▸ Challenge: Copy the records below, substituting "detect" for each "localize" and keeping everything else the same.

begin Material for this task

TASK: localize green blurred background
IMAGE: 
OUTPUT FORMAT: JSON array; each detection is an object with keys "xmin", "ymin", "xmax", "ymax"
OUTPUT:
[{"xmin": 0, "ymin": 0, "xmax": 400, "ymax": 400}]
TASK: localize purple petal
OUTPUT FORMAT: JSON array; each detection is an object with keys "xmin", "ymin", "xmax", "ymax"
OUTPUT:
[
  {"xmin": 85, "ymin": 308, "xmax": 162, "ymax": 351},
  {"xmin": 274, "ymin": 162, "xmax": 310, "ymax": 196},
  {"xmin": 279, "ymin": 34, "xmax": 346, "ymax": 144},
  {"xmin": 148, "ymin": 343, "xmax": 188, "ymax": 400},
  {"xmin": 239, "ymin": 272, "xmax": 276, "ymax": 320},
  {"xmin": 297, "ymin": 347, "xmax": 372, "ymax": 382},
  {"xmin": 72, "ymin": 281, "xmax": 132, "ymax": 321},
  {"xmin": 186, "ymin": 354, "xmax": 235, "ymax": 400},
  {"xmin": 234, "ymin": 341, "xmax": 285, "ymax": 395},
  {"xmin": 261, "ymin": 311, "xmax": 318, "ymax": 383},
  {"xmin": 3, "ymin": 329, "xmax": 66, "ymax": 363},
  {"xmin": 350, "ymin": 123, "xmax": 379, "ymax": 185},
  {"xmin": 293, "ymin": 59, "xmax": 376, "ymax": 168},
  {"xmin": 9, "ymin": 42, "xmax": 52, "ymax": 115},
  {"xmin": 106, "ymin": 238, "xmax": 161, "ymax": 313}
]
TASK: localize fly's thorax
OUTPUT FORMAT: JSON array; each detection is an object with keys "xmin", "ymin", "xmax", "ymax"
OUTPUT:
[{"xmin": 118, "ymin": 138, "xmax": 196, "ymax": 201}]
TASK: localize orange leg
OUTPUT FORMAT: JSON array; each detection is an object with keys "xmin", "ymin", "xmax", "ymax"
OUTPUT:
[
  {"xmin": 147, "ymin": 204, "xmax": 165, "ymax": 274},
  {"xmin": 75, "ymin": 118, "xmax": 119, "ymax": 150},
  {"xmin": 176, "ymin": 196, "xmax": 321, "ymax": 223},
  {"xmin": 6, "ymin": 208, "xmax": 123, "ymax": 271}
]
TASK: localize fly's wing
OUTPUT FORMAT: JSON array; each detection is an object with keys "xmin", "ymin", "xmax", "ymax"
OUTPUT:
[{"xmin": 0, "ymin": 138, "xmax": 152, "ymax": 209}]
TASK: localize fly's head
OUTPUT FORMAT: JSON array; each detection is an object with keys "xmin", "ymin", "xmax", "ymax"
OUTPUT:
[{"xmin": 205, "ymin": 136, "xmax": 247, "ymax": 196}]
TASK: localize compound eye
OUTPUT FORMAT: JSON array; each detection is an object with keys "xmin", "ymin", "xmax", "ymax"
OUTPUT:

end Material for this task

▸ Written solution:
TASK: detect green blurred background
IMAGE: 
OUTPUT FORMAT: JSON array; each detection is an object with keys "xmin", "ymin", "xmax", "ymax"
OUTPUT:
[{"xmin": 0, "ymin": 0, "xmax": 400, "ymax": 400}]
TASK: detect purple petal
OUTPUT FORMAT: JSON array; each detection is an object with keys "xmin", "ymin", "xmax", "ymax"
OUTPUT:
[
  {"xmin": 85, "ymin": 308, "xmax": 162, "ymax": 351},
  {"xmin": 274, "ymin": 162, "xmax": 310, "ymax": 196},
  {"xmin": 279, "ymin": 34, "xmax": 346, "ymax": 144},
  {"xmin": 148, "ymin": 343, "xmax": 188, "ymax": 400},
  {"xmin": 239, "ymin": 272, "xmax": 276, "ymax": 320},
  {"xmin": 297, "ymin": 347, "xmax": 372, "ymax": 382},
  {"xmin": 72, "ymin": 281, "xmax": 132, "ymax": 321},
  {"xmin": 186, "ymin": 354, "xmax": 235, "ymax": 400},
  {"xmin": 234, "ymin": 341, "xmax": 285, "ymax": 395},
  {"xmin": 261, "ymin": 311, "xmax": 318, "ymax": 383},
  {"xmin": 3, "ymin": 329, "xmax": 66, "ymax": 363},
  {"xmin": 350, "ymin": 123, "xmax": 379, "ymax": 185},
  {"xmin": 293, "ymin": 59, "xmax": 376, "ymax": 168},
  {"xmin": 9, "ymin": 42, "xmax": 52, "ymax": 115},
  {"xmin": 106, "ymin": 238, "xmax": 161, "ymax": 313}
]
TASK: detect fly's thorax
OUTPUT FORMAT: JSON array; each detection is an object with keys "xmin", "ymin", "xmax", "ymax"
OUTPUT:
[{"xmin": 118, "ymin": 138, "xmax": 196, "ymax": 201}]
TASK: detect orange leg
OUTPUT FORMAT: JSON array; each detection is an object with keys "xmin", "ymin", "xmax", "ymax"
OUTPUT:
[
  {"xmin": 147, "ymin": 204, "xmax": 165, "ymax": 274},
  {"xmin": 75, "ymin": 118, "xmax": 119, "ymax": 150},
  {"xmin": 176, "ymin": 196, "xmax": 321, "ymax": 223},
  {"xmin": 6, "ymin": 208, "xmax": 123, "ymax": 271}
]
TASK: detect fly's wing
OUTPUT FORMAT: JSON array; each detection is an object with keys "xmin", "ymin", "xmax", "ymax"
OUTPUT:
[{"xmin": 0, "ymin": 138, "xmax": 152, "ymax": 209}]
TASK: detect fly's head
OUTPUT FORMAT: JSON array; each detection is an object with keys "xmin", "ymin", "xmax", "ymax"
OUTPUT:
[{"xmin": 205, "ymin": 136, "xmax": 247, "ymax": 196}]
TASK: detect compound eye
OUTPUT FORMAT: JSON array; each detection is an object with keys "xmin", "ymin", "xmax", "ymax"
OUTPUT:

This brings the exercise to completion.